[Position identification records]
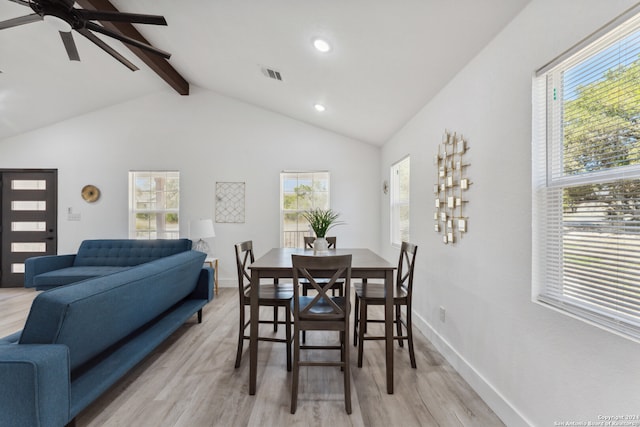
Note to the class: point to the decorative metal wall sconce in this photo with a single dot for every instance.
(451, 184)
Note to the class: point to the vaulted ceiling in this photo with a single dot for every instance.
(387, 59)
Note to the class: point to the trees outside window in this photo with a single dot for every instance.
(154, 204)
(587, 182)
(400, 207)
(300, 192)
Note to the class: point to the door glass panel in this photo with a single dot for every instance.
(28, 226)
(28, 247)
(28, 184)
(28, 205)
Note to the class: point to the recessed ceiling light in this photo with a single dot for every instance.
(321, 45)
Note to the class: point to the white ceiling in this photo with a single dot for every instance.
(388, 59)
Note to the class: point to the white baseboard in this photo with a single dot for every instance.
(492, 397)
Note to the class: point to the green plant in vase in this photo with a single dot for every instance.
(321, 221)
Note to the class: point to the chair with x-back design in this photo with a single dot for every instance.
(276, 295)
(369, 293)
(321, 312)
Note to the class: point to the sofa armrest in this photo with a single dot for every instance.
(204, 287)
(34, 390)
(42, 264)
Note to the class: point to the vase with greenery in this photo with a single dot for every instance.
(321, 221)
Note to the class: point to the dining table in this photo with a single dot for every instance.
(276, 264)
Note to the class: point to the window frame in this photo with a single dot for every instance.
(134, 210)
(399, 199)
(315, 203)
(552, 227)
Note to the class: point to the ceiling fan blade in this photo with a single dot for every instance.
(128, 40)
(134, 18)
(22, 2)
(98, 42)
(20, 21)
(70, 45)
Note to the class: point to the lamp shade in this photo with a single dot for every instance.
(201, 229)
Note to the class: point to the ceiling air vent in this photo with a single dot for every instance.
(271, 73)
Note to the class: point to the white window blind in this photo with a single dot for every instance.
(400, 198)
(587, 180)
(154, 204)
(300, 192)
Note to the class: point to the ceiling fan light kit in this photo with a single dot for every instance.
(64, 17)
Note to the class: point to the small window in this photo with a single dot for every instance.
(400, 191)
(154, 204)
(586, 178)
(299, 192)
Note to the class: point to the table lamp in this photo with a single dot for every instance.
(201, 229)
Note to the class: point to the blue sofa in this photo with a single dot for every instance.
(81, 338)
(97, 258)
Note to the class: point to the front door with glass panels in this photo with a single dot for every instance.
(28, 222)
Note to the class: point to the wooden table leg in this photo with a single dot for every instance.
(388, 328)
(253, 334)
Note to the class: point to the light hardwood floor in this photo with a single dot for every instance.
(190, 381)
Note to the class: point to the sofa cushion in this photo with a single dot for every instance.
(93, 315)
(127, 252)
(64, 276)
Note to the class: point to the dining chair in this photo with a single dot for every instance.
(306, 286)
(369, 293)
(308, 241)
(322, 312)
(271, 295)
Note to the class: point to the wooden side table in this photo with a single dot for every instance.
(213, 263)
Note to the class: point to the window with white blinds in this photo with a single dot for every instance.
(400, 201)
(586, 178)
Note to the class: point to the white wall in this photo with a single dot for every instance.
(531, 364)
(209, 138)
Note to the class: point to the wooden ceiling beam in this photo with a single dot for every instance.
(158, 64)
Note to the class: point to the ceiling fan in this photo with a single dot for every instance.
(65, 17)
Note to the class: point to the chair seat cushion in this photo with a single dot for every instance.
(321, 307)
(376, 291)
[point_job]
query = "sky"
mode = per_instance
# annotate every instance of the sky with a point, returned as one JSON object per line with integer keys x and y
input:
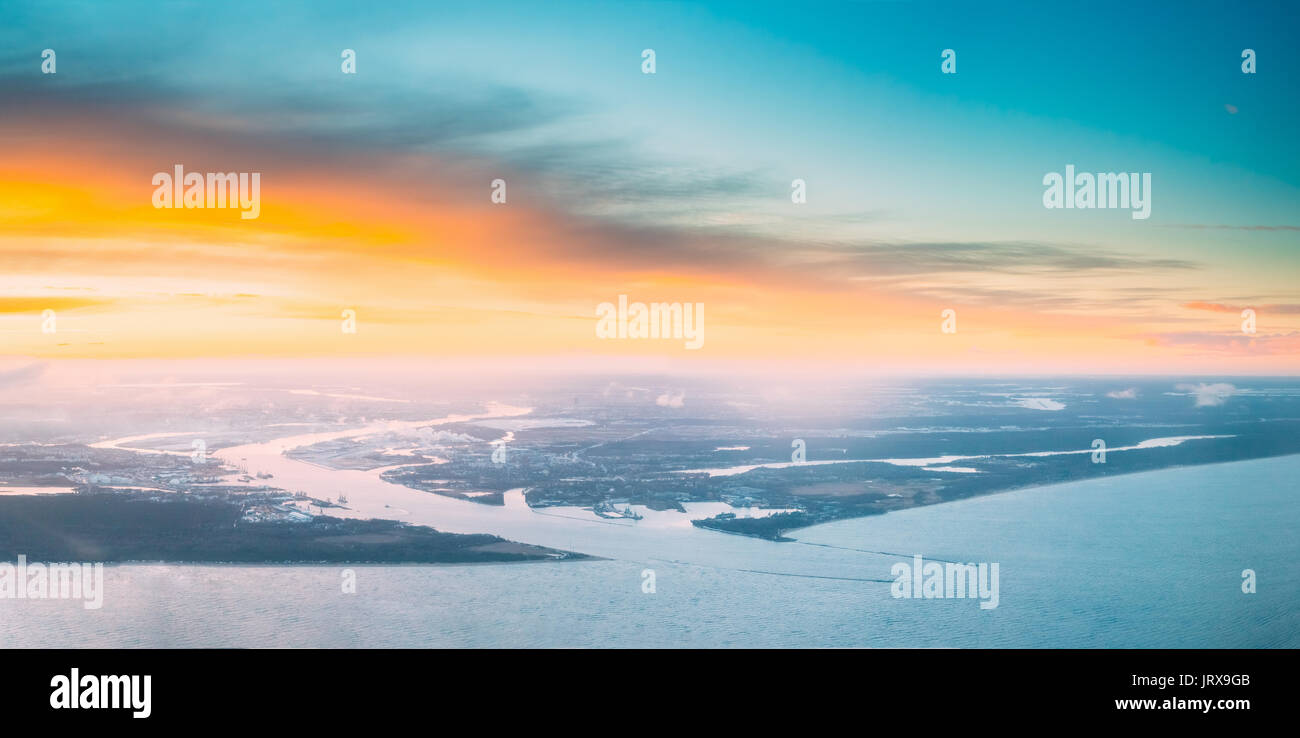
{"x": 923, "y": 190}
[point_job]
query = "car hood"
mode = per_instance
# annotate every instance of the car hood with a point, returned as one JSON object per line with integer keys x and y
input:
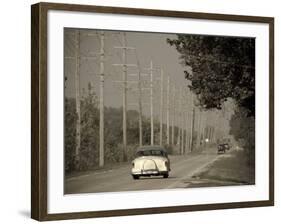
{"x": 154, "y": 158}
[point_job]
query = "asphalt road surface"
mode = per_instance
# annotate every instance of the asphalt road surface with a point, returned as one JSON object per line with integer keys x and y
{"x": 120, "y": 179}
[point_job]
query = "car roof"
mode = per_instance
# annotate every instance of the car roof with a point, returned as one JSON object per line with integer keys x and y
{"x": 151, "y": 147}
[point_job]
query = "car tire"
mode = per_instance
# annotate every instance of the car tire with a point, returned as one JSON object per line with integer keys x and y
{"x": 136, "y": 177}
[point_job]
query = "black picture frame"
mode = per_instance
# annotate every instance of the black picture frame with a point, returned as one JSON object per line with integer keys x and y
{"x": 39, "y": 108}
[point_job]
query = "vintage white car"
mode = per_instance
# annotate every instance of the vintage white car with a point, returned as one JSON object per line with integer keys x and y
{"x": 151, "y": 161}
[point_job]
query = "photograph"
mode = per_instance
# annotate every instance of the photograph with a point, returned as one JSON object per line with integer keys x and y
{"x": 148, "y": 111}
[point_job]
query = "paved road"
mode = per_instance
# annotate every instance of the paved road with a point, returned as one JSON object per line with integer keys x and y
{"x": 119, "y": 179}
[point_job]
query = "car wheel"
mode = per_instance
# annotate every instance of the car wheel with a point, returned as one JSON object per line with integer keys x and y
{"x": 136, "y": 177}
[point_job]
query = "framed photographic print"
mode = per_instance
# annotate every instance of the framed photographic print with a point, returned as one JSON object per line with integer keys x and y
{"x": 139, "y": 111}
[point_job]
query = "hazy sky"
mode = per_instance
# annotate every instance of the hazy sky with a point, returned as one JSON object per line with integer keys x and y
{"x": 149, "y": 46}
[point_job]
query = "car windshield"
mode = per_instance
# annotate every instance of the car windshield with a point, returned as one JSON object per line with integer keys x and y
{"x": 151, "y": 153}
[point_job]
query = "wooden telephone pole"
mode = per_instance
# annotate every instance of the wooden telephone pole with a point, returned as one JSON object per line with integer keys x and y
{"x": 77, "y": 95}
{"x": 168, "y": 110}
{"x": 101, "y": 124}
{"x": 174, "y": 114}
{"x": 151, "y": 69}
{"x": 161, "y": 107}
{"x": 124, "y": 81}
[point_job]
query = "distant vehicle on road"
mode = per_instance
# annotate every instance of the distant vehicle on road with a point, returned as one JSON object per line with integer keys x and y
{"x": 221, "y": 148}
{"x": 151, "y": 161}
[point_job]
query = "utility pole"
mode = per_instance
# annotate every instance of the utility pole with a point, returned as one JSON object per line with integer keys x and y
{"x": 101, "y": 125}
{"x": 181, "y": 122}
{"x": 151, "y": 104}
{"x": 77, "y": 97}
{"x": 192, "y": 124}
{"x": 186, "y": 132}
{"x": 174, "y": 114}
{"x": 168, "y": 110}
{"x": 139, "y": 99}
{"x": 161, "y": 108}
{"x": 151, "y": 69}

* * *

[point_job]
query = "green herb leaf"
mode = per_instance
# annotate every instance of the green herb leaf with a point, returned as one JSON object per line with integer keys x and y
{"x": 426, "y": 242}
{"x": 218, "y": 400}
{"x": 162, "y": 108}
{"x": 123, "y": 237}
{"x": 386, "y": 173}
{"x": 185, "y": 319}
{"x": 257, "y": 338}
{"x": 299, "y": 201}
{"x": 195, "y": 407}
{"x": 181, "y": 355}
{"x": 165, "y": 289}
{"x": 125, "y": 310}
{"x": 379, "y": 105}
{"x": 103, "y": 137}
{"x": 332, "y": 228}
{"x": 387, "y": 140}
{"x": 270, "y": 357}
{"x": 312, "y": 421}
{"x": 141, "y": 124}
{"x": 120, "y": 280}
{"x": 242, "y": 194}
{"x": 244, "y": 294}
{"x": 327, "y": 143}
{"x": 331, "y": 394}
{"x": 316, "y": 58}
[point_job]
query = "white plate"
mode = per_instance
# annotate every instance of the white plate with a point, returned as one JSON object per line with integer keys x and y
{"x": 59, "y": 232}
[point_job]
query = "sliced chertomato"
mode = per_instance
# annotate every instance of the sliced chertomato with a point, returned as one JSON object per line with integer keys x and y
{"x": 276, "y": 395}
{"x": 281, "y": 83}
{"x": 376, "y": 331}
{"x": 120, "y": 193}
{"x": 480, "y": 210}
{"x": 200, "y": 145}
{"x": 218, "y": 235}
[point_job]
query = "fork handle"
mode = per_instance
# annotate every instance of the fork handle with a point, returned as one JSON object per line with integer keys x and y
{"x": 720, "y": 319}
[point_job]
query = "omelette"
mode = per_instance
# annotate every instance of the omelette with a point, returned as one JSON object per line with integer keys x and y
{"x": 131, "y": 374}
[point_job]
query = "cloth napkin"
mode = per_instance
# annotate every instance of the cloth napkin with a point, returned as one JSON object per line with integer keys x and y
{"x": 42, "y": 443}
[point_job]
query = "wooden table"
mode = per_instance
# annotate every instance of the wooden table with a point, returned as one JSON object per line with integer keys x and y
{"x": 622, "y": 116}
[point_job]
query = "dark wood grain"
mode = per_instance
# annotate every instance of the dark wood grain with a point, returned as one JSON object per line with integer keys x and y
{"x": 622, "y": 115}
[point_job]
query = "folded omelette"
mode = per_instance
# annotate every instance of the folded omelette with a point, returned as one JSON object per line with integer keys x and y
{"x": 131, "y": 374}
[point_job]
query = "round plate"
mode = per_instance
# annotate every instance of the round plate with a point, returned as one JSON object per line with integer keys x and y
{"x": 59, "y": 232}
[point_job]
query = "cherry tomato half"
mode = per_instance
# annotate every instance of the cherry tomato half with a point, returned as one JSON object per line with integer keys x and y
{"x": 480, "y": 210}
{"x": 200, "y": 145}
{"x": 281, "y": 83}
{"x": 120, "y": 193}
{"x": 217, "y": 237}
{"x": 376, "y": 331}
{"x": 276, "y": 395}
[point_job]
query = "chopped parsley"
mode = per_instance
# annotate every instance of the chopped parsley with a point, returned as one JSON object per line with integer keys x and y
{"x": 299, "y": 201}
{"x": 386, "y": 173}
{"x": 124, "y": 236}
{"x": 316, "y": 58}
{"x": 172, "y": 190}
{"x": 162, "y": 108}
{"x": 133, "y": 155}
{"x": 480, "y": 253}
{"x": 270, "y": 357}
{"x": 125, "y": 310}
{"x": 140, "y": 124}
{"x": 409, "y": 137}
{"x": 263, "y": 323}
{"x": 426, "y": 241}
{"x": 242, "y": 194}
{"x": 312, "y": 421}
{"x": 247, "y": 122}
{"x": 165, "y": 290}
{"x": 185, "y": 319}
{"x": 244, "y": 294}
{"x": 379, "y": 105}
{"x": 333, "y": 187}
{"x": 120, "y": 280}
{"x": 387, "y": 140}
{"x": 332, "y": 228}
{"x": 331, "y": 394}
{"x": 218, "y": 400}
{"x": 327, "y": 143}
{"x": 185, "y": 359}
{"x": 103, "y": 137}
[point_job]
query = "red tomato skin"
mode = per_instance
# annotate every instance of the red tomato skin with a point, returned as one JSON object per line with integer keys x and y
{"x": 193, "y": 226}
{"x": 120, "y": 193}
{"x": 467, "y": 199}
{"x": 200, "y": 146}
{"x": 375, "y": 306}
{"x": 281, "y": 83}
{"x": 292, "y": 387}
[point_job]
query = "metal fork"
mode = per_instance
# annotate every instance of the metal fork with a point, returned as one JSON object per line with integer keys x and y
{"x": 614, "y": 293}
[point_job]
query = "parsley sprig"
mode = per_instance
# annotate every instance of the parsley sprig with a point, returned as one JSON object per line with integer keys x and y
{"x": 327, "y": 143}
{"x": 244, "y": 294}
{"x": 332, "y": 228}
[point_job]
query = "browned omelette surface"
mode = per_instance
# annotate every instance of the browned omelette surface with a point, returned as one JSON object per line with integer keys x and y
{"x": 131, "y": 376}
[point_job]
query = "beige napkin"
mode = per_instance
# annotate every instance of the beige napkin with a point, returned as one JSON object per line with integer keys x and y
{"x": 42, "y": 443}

- _Task requirements_:
Show every line of the records above that contains the word "metal".

- _Complete output_:
Note to the class: point to the decorative metal wall sconce in this photo with a single dot for every instance.
query = "metal fork"
# annotate every instance of the metal fork with a point, returned as one JSON object per line with integer keys x and y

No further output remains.